• **Task**
Reproduce the data below in full and exclude every picture.

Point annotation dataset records
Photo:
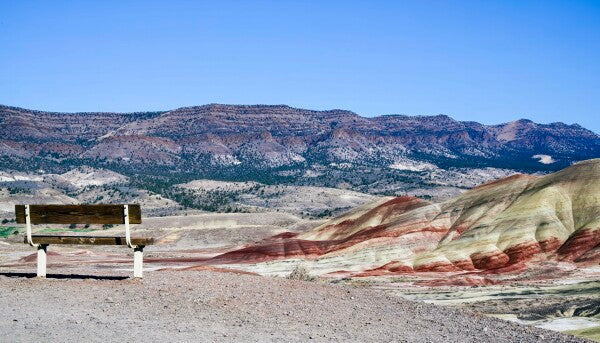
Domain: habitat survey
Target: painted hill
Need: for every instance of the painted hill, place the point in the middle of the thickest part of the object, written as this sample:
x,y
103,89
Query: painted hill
x,y
504,227
390,155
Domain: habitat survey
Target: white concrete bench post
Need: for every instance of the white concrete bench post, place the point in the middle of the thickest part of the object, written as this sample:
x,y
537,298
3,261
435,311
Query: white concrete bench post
x,y
82,214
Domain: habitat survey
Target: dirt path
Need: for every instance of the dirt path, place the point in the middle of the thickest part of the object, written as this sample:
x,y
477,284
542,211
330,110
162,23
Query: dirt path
x,y
208,306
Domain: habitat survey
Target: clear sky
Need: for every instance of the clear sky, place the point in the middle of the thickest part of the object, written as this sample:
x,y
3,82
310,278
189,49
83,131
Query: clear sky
x,y
487,61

• **Right answer**
Photo:
Domain: habitat survey
Target: painted hill
Need: for every instance of the painted hill, place the point in the middle of the thickest part of the object, written as this sample:
x,y
103,89
Query: painted hill
x,y
504,227
390,155
Domain: habitat survey
Target: white concrete bench post
Need: for every instance of the white concrete bench post, place the point in the middle of the thickest part of the object, written as this sample:
x,y
537,298
3,261
435,311
Query: white concrete bench post
x,y
82,214
Domain: habitat survey
Target: dirt path
Need: for every instance of the dirt path, place the point in the middle of the thickest part of the object, written as this sample:
x,y
477,284
542,211
330,110
162,23
Query: dirt path
x,y
208,306
Domain: habitat survey
Target: clear sky
Need: for every instance of the clear sky, place the point in the middle of the thickest part of the object, written as this sample:
x,y
3,82
310,278
189,49
83,131
Query: clear sky
x,y
487,61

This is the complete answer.